● **Task brief**
In the listing below, substitute "evening gown" for every occurrence of "sleeveless dress" and reproduce all lines otherwise unchanged.

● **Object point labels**
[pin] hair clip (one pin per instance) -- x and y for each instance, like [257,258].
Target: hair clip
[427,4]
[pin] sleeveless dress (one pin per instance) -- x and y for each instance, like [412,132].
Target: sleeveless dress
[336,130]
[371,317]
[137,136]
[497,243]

● **Answer to this exercise**
[pin] hair clip (one pin per instance) -- x and y for each instance, like [257,258].
Target: hair clip
[427,4]
[pin] evening gown (one pin per instance) -- x and y for each instance, like [412,132].
Target: evening gown
[336,130]
[371,317]
[137,136]
[497,243]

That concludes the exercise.